Europees Parlement, 28.5.2018

Rechtsgrondslag

Artikelen 43, 114, 168, lid 4, sub b) en 304 van het Verdrag betreffende de werking van de Europese Unie

Besluit van het bureau

13.2.2018

Bevoegde afdeling

Landbouw, Plattelandsontwikkeling en Milieu

Goedkeuring door de afdeling

5.9.2018

Goedkeuring door de voltallige vergadering

19.9.2018

Zitting nr.

537

Stemuitslag

(voor/tegen/onthoudingen)

176/2/2

1.   Conclusies en aanbevelingen

1.1.

Het Europees Economisch en Sociaal Comité (EESC) was altijd al voorstander van een EU-beleid ter bescherming van de gezondheid in alle stadia van de voedingsketen, van boer tot consument, ter voorkoming van besmettingen en voedselrisico’s, ter bevordering van de veiligheid en hygiëne en ter bevordering van duidelijke, transparante en veilige informatie over producten.

1.2.

Het EESC steunt de initiatieven van de Commissie voor de aanpak van transparantie, duurzaamheid en doeltreffendheid van het hele controlesysteem van de voedselvoorzieningsketen zodat de burgers, de media en het maatschappelijk middenveld meer doordrongen raken van betrouwbaarheid en veiligheid.

1.3.

Het EESC is er een groot voorstander van dat de Europese Autoriteit voor voedselveiligheid (EFSA) wordt versterkt om risicomanagers zo goed mogelijk van wetenschappelijk advies te voorzien aan de hand van duidelijke en transparante communicatie en nauwere samenwerking met de lidstaten en andere maatschappelijke organisaties om te zorgen voor een coherent, veilig en betrouwbaar voedselveiligheidssysteem.

1.4.

Het Comité heeft erop gewezen dat „de EFSA sinds haar oprichting blijk heeft gegeven van de nodige kennis en kunde en ontegenzeglijk een zeer belangrijke rol speelt bij de preventie van gezondheidsrisico’s in Europa” (1).

1.5.

Het Comité acht het essentieel dat een hoge mate van onafhankelijkheid van externe beïnvloeding en de uitstekende wetenschappelijke expertise van de EFSA worden gehandhaafd door haar capaciteiten op het gebied van risicoanalyse te maximaliseren, teneinde de duurzaamheid van het EU-beoordelingssysteem, dat als een van de beste ter wereld wordt beschouwd, te waarborgen.

1.6.

☆ ☆ ☆

__Wat je moet doen__:
**1)** Som alle datums op die in de gegeven tekst voorkomen.
**2)** Schrijf het deel van de gegeven tekst vanaf "1.   Conclusies en aanbevelingen" tot en met "betrouwbaarheid en veiligheid." woordelijk over.
De records staan helemaal los van de gegeven tekst.

__Aangeleverd materiaal__:
☆ ☆ ☆

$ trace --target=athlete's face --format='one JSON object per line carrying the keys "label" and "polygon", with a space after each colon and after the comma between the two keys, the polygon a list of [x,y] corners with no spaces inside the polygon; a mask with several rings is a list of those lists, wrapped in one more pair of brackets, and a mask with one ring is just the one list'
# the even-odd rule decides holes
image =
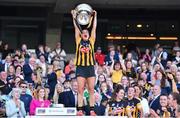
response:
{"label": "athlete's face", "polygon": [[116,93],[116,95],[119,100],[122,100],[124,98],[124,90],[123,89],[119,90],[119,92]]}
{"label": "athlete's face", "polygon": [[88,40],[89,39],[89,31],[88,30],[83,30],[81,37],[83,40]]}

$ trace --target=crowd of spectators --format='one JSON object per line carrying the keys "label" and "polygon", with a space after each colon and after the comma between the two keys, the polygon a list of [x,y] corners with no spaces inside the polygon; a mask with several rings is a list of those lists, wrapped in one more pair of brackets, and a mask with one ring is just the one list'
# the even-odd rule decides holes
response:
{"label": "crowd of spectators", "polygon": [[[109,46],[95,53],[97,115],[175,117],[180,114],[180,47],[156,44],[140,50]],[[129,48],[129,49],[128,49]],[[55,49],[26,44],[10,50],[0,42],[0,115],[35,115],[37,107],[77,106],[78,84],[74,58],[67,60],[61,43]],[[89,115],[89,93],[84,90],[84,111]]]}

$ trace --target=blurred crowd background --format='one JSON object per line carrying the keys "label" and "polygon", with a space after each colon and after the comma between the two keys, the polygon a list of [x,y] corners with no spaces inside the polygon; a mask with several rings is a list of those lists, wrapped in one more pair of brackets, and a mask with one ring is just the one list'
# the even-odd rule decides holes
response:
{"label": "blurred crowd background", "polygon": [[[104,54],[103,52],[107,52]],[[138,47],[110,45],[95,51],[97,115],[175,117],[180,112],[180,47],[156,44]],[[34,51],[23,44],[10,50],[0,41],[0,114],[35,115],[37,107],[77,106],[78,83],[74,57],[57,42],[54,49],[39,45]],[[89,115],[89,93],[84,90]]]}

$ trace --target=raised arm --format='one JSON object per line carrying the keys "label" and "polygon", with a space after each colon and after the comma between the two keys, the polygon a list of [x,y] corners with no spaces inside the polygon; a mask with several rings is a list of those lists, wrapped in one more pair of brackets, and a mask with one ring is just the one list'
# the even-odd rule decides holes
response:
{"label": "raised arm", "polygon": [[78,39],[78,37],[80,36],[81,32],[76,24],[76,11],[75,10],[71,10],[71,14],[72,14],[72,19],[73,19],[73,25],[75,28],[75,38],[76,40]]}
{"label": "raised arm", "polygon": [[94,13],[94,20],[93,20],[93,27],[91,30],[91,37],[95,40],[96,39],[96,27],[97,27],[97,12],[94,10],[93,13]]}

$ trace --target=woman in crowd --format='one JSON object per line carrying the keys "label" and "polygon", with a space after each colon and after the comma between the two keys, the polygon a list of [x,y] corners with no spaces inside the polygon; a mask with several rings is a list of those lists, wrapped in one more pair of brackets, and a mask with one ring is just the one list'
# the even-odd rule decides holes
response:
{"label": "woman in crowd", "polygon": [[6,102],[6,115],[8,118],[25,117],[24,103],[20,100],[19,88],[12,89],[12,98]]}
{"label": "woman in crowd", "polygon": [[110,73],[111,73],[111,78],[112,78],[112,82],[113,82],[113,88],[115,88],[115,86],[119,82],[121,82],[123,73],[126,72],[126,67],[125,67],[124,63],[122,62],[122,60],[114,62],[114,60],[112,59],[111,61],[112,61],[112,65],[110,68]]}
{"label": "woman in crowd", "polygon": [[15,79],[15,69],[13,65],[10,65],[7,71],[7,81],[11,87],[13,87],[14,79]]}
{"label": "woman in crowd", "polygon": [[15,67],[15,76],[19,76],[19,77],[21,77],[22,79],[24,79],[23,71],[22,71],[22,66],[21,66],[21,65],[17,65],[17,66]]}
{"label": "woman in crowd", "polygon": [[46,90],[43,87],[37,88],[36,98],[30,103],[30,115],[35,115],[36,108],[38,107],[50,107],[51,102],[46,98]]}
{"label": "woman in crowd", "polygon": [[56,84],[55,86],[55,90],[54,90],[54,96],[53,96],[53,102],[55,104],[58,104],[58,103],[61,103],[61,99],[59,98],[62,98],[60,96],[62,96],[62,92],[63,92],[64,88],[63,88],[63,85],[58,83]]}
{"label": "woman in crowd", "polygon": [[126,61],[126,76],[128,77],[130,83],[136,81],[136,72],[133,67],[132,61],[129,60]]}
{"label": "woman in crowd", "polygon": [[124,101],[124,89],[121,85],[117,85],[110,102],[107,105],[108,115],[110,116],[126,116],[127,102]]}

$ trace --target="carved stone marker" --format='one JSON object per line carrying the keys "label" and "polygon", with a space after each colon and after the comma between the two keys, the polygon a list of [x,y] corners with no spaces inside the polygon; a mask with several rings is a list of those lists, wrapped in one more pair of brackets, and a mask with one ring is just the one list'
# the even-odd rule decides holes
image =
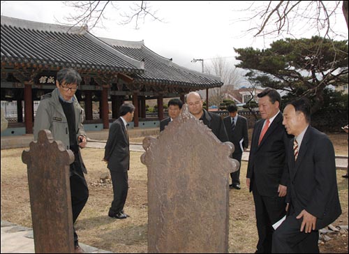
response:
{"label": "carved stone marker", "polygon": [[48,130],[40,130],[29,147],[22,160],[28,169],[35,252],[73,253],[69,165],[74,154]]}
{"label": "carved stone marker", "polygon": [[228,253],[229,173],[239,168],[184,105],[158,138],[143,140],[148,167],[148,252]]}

☆ ☆ ☆

__Oefenresultaten__:
**1)** 28.5.2018, 13.2.2018, 5.9.2018, 19.9.2018

**2)**
1.   Conclusies en aanbevelingen

1.1.

Het Europees Economisch en Sociaal Comité (EESC) was altijd al voorstander van een EU-beleid ter bescherming van de gezondheid in alle stadia van de voedingsketen, van boer tot consument, ter voorkoming van besmettingen en voedselrisico’s, ter bevordering van de veiligheid en hygiëne en ter bevordering van duidelijke, transparante en veilige informatie over producten.

1.2.

Het EESC steunt de initiatieven van de Commissie voor de aanpak van transparantie, duurzaamheid en doeltreffendheid van het hele controlesysteem van de voedselvoorzieningsketen zodat de burgers, de media en het maatschappelijk middenveld meer doordrongen raken van betrouwbaarheid en veiligheid.